Monday, October 31, 2011

Involving our students in publishing and presenting digitally

As Daniel Zappala and I have been discussing the next round of Digital Civilization which we will be teaching starting in January, 2012, we are intent upon finding authentic projects in which to involve our students. Two such ideas are the creation and publication of an eBook; and participating in online conferences or webinars.

Prior students made and
published an eBook.
Currently we've been brainstorming having our students get into teams to research, prepare, and publish an eBook about key issues in changes to education today -- all from the historical vantage point of digital civilization. This idea stems from the success that my students had in Spring, 2011, producing Writing About Literature in the Digital Age. After blogging through various related issues on the topic, they each produced a chapter for this eBook, which we then launched in a public webinar. This has led to some good things, such as NYU PhD Candidate, Anna Smith,  using our book as a way to structure her own experiments in teaching writing digitally. This constructive response encourages Daniel and me to repeat and perfect that experiment. We'll have more to say about that as our ideas form and as we involve our students in planning.

A second idea is to have our students participate in online conferences, such as the Global Education Conference or the Library 2.011 Virtual Worldwide Conference, both happening in November, 2011. First, students could virtually attend just such a conference. This could get them launched very quickly into present conversations on key topics and give them an idea for how they could, in turn, participate later by presenting their own ideas at such an event.

I'm glad that one of the themes of the Global Ed conference is authentic learning. Daniel and I believe strongly in breaking through the artificial barriers of academic courses and getting students involved in influencing their evolving world. We can do so very easily today, and as students realize they have both a stake in and a voice in these matters, then suddenly the history we research and the concepts about digital culture we explore will obviously be relevant.

Another source for such conferences is educational webinars.

Saturday, October 22, 2011

A Message to the National Collegiate Honors Council

Several of us from the Fall 2010 Digital Civilization course have been invited to present at the 2011 National Collegiate Honors Council in Phoenix Arizona regarding our innovative course.

Our course was generally organized around historical periods and topics, but also around three general principles of digital literacy:

  1. Consume
  2. Create
  3. Connect

We thought we would start with a kind of platform for learning in the digital age. Here are educational ideas we stand for:

  • If students do not publish their process of learning, their products of learning will have diminishing value (Gideon Burton)
  • 50 brains are better than one, even if that one has a PhD (Daniel Zappala)
  • Self-directed, as opposed to teacher-directed learning, is the key to successful undergraduate education (Kristen Cardon)
  • If students do not become digitally literature by
    1) consuming information intelligently;
    2) creating ways to effectively synthesize and share information; and
    3) connecting people and ideas both in person and online, they will not reach their potential in the digital age (Ariel Szuch)

========================

Direction 1: For each statement about the blog post, answer yes or no and quote the deciding words: (a) students produced Writing About Literature in the Digital Age in Spring 2011; (b) the Global Education Conference took place in January 2012; (c) the Fall 2010 course was organized around four general principles of digital literacy.
Direction 2: Gather every line of the entries that contains the word "blurred". Case counts.
The blog post has nothing to do with the entries that come after it.

Stored entries:
========================

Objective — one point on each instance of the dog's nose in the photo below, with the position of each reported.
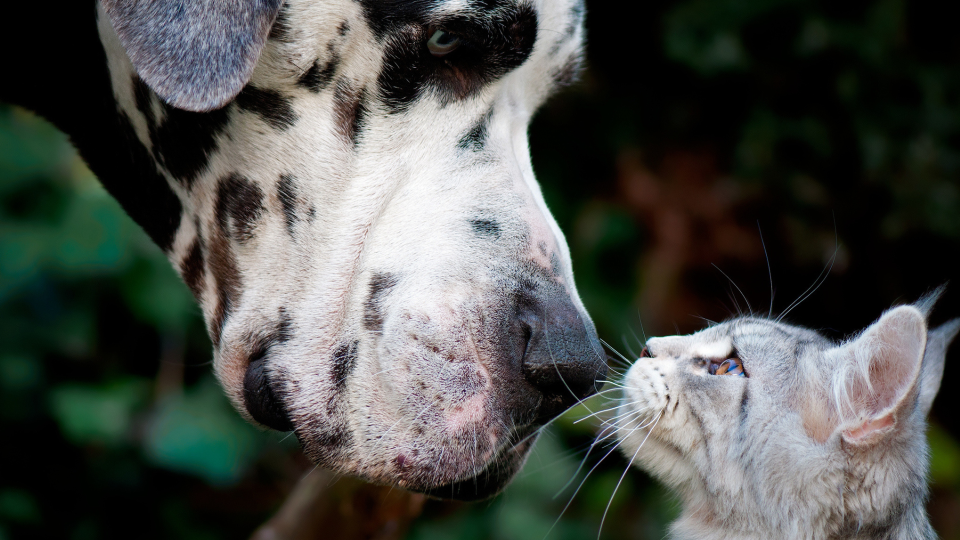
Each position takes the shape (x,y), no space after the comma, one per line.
(563,358)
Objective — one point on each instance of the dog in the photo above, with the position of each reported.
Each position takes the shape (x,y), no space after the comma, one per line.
(346,188)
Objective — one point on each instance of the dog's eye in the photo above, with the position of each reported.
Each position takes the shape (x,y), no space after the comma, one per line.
(442,43)
(730,366)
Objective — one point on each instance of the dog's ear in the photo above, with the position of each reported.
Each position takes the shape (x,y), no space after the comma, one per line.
(195,54)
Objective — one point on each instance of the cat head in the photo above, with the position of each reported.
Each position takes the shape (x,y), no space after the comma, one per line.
(764,426)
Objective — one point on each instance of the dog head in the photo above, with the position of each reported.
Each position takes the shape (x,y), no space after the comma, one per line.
(361,222)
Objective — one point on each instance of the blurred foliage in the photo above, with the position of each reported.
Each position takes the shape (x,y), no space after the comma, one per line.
(832,129)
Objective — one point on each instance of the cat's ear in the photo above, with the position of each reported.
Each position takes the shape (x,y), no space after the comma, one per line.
(938,340)
(877,372)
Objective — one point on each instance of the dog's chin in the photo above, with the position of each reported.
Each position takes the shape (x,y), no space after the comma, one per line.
(488,482)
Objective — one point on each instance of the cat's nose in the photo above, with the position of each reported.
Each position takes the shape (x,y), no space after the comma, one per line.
(563,358)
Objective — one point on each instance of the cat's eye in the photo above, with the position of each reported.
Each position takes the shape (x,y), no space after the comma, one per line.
(730,366)
(442,43)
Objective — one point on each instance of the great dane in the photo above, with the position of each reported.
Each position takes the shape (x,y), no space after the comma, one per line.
(346,188)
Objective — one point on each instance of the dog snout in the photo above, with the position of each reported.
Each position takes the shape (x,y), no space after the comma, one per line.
(563,358)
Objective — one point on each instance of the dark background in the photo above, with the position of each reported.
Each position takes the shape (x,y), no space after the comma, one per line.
(831,128)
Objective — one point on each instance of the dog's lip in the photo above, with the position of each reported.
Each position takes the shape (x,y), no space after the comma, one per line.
(495,475)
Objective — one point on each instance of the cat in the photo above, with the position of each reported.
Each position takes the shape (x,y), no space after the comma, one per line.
(772,431)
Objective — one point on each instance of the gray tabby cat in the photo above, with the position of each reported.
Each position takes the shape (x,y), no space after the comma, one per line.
(771,431)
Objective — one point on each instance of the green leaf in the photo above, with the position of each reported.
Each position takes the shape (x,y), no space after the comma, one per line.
(199,433)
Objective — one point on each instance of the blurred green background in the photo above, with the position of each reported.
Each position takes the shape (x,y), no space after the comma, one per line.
(829,127)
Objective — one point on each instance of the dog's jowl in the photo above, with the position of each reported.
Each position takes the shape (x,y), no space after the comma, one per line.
(346,188)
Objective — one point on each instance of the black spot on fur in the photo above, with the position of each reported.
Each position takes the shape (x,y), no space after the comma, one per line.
(350,111)
(744,401)
(223,266)
(280,31)
(569,72)
(239,206)
(495,42)
(476,138)
(192,267)
(486,227)
(380,286)
(319,75)
(287,193)
(344,360)
(184,140)
(143,98)
(150,201)
(262,394)
(269,104)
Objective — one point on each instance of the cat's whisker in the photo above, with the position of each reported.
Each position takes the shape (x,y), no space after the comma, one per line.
(817,283)
(596,414)
(769,269)
(642,344)
(569,502)
(617,353)
(626,345)
(745,299)
(624,475)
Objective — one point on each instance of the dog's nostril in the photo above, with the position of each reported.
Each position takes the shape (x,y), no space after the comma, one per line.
(261,398)
(562,358)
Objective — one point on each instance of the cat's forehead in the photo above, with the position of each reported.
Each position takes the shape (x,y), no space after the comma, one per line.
(753,333)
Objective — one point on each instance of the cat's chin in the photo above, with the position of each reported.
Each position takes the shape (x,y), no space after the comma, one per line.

========================

Complete answer 1:
(a) Yes: "the success that my students had in Spring, 2011, producing Writing About Literature in the Digital Age"
(b) No: "both happening in November, 2011"
(c) No: "three general principles of digital literacy"

Complete answer 2:
Objective — one point on each instance of the blurred foliage in the photo above, with the position of each reported.
Objective — one point on each instance of the blurred green background in the photo above, with the position of each reported.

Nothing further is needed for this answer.